-- Begin Given text --

Back in DC, the White House hopes to draw a trump card when Fed chief Greenspan appears before the Senate Banking Committee at 10:00 am and -- they hope -- utters a few words of support for private accounts.

Coincidentally, NBC and the Wall Street Journal release our latest poll later today, the first since before Bush's inauguration, which tests public attitudes toward his Social Security proposals just about every which way.  Has Bush's use of the bully pulpit and his campaign-style road show moved the public in his favor?  The poll will be released on NBC Nightly News tonight at 6:30 pm, in tomorrow's Journal and tonight at www.politics.msnbc.com.

And the barely advanced first meeting of Bush's tax reform commission today might prompt both sides to start asking, as Bush's personal push on Social Security goes, so goes his push for tax reform?  Though his plans on that front face a friendlier GOP reception on the Hill. 

The Kyoto Protocol also goes into effect today, and presumably Al Gore's press conference call gets almost no mention today because everyone's waiting for his actual speech in Los Angeles at 10:00 pm tonight.

Bush's priorities
The Wall Street Journal writes that despite seemingly staunch opposition from Democrats on the Hill, "in fact there are some Democrats who may yet help Mr. Bush accomplish parts of his agenda...  White House lobbyists estimate that as many as a third of the 44 Democratic senators will provide occasional assistance on issues such as energy, judicial nominations, tax-code overhaul and perhaps even Social Security.  Since Republicans need 60 votes to overcome Democratic filibusters, and have just 55 of their own, winning converts isn't optional."

"Some are good prospects for the White House because of their ideological orientation" (i.e., Lieberman).  "Others are propelled toward cooperation by constituent interests" (i.e., Landrieu and Byrd on energy).  "Perhaps most important for the White House are those Democrats who must cope with broad home-state support for Mr. Bush" (i.e., Nelson of Nebraska, Conrad and Dorgan of North Dakota, Johnson of South Dakota, and Bayh of Indiana). 

The President's tax-reform advisory panel has its first meeting today, and the Los Angeles Times focuses on two Bush proposals, the retirement savings account and the lifetime savings account, pointing out that "the White House says these accounts would raise revenue over five years," but also that "the windfall wouldn't last.  After the first five years, the accounts would develop into major drains on the Treasury - reducing future tax collections by an estimated $1 trillion over 75 years."

Will his push for lifetime savings accounts force Bush to confront a friendly industry he has so far avoided?  "Perhaps the most formidable foe of the... accounts is the life insurance industry, which worries that they would compete with life insurance for investors' savings."

NBC's Ken Strickland reports that the Senate Judiciary Committee is likely to start on Bush's judicial nominees on March 1.  Roll Call reports that the committee wants to move tort reform first, before getting to judgeships, because of the expected polarizing effect of the nomination battles and because of the "glimmer" of a chance for successful negotiations to avoid GOP leaders going nuclear.  On that schedule, the story pegs early April as "the earliest possible time frame for a floor fight on any nomination."

That said, the Washington Post reports that former Interior Department solicitor William G. Myers III, whom some Republicans hope will be palatable enough for Democrats to break their "long-standing resistance to some of President Bush's choices," has been criticized by DOI's inspector general.

-- End Given text --
-- Begin Data supplied --

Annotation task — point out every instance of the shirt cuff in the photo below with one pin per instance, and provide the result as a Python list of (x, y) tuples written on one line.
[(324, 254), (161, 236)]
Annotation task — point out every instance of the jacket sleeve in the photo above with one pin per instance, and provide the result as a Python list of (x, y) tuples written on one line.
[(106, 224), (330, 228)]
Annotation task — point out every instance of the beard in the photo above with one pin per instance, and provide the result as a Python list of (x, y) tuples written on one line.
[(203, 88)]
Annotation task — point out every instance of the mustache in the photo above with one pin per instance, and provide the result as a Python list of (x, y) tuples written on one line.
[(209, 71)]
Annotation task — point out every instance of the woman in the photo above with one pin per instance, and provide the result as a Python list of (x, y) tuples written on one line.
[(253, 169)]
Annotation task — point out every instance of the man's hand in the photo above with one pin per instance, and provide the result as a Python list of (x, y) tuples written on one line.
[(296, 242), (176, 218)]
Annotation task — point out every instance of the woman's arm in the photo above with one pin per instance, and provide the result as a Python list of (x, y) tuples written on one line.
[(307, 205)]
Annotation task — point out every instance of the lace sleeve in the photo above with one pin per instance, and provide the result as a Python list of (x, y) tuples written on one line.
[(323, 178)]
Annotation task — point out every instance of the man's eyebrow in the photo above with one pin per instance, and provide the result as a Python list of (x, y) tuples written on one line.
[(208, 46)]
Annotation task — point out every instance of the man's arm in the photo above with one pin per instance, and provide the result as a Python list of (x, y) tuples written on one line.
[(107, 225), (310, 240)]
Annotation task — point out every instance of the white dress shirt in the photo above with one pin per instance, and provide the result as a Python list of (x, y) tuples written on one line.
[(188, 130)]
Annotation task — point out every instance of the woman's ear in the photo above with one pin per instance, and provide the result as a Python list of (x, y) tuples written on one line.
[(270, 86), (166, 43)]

-- End Data supplied --

Directive 1
Return the lines of the listing starting at the line that contains "Annotation task — point out every instance of the white" and stopping after the final line of the listing, copied word for word with both ends included.
Directive 2
Take the Washington political news roundup further, picking up right after its last sentence.
The news roundup and the listing have nothing to do with each other.

Final result 1
Annotation task — point out every instance of the white dress shirt in the photo above with one pin per instance, and provide the result as a Python list of (x, y) tuples written on one line.
[(188, 130)]
Annotation task — point out every instance of the woman's ear in the photo above with one pin per instance, and provide the result as a Python list of (x, y) tuples written on one line.
[(270, 86), (166, 43)]

Final result 2
On the $82 billion supplemental, The Hill says the "budgeting process and Bush’s requests for money for nonemergency programs have irritated some conservatives who want offsetting spending cuts and who objected to sending $200 million to the Palestinian Authority, and a $600 million increase in aid to countries hit by the tsunami last December also concerns Republican lawmakers...  Meanwhile, Democrats plan to use the bill to question Bush’s strategy in Iraq and complain that some of the spending, such as tsunami relief, was included only to make it politically difficult to oppose the bill."

Senators and veterans' groups yesterday criticized the Administration’s proposed VA budget, especially a provision requiring veterans to pay a new fee of $250 a year for the privilege of using government health care, the New York Times writes.

In a challenge to NCLB, the Utah House unanimously approved a bill yesterday mandating that state officials give higher priority to local educational goals rather than federal laws, the New York Times also reports.  “Federal officials had sought to prevent the bill's passage, and Utah officials said a delegation from the Department of Education was expected in Salt Lake City today.”

Social Security
The AP previews Bush's visit to New Hampshire today.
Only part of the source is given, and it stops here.